EXTRACTED TEXT:
Tuesday, April 28, 2009

Slugs in the house

Slugs are coming into the house at night. I don't know where they get in—the slug-hole, maybe. It's the hole in the downhill side of the baseboard, where the water's supposed to run out if the apartment fills up with water.

I don't know why they come into the house. Maybe they've got a simple slug robot program.

Here's the simple slug robot program:

Step one: go forward.

Step two: if you can't go forward, back up two inches and turn to the right ten degrees. Go to step one.

So slugs bump into things a lot, if you can say something moving that slowly bumps at all. It's sort of a slow-motion thing.

A slug wreck is a terrible thing to watch. You can see it coming. Even the slug sees it coming. Says, very slug-slowly, "Oh, noooooooo!" The front end of the slug touches the wall. Back end keeps moving. Slow, slow, creeping. Front end of the slug stretches out like a puddle. Wider and wider over the course of five minutes. Ends up as a splatter on the wall. You watched it happen. It took five minutes, and you couldn't do anything about it. It's the same way God watches car wrecks.

STORED DATA:
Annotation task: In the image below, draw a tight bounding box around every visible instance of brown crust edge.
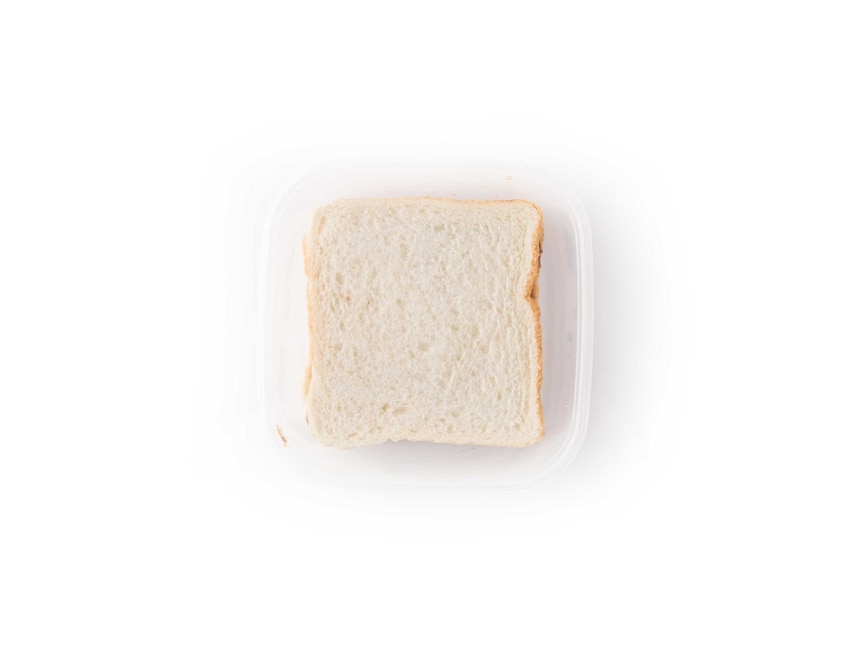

WORK TO BE COMPLETED: Print the slug post word for word, starting with "Slugs in the" and going on through "a slow-motion thing.".

TASK RESPONSE:
Slugs in the house

Slugs are coming into the house at night. I don't know where they get in—the slug-hole, maybe. It's the hole in the downhill side of the baseboard, where the water's supposed to run out if the apartment fills up with water.

I don't know why they come into the house. Maybe they've got a simple slug robot program.

Here's the simple slug robot program:

Step one: go forward.

Step two: if you can't go forward, back up two inches and turn to the right ten degrees. Go to step one.

So slugs bump into things a lot, if you can say something moving that slowly bumps at all. It's sort of a slow-motion thing.